◆ Task directions
Please update the material below by changing every "Acceptance check" to "Validation check" and keeping everything else the same. Leave the pictures out of your version.

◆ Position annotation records
>>
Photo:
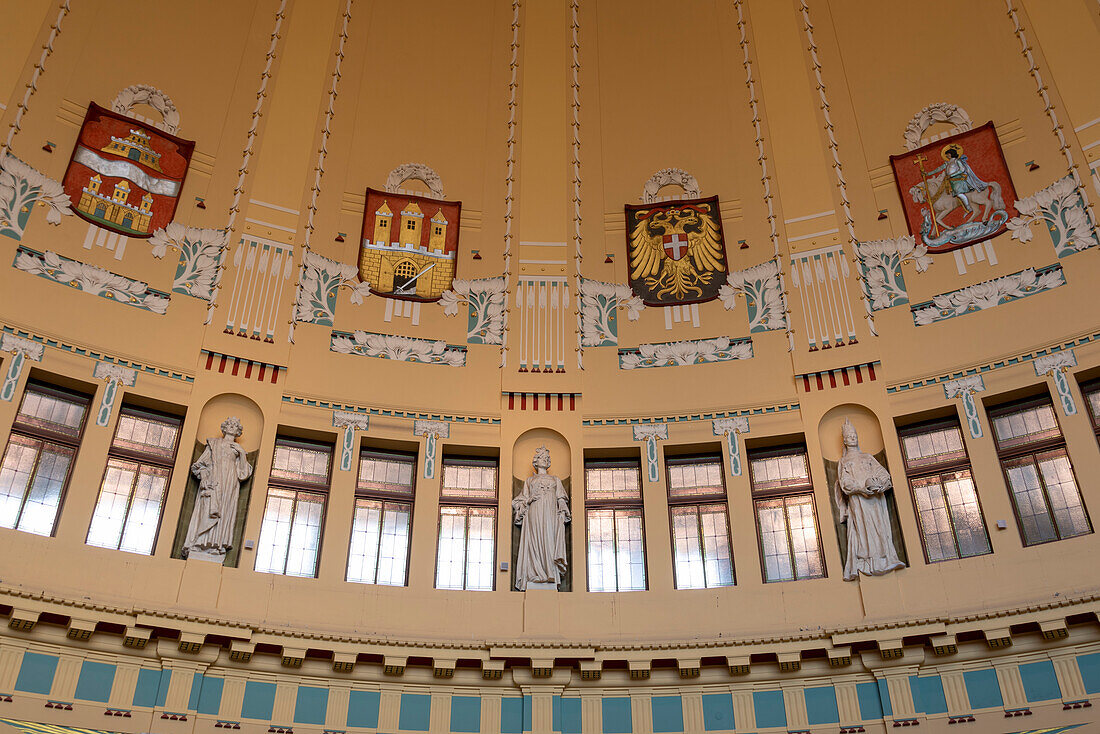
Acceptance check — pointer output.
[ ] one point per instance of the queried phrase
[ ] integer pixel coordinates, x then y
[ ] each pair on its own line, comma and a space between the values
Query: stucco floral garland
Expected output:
<<
◆ Output of the task
Photo:
Validation check — pointer output.
[ ] one point per instance of the queried phrase
[ ] integer pixel coordinates, x then y
[ ] each pair on its own line, comma and a space between the values
Query: stucco floral garland
Expected output:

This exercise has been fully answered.